Reproduce the whole listing below word for word, leaving out the picture.

··········

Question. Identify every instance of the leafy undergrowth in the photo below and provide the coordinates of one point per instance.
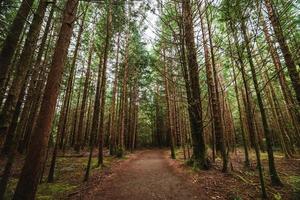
(69, 173)
(241, 183)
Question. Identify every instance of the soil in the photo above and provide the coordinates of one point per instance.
(147, 175)
(152, 174)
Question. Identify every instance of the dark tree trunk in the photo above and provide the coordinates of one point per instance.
(11, 41)
(21, 69)
(27, 185)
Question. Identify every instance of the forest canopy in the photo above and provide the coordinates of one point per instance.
(85, 83)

··········

#### [SOLUTION]
Question. Identify every instance of the leafy undergrowth in the photo below and provide the coordinates of one point per instance.
(69, 173)
(241, 183)
Question. Identify every instance of the soil in the photo above and provide the coordinates of one point per instance.
(147, 175)
(152, 174)
Question. Identify every instance of the dark tree trunk in the photo above and provide the coordinates of one point per instance.
(11, 41)
(21, 69)
(27, 185)
Question. Identify every instance of the forest canopy in the photo above and provide the coordinates of one point per instance.
(85, 83)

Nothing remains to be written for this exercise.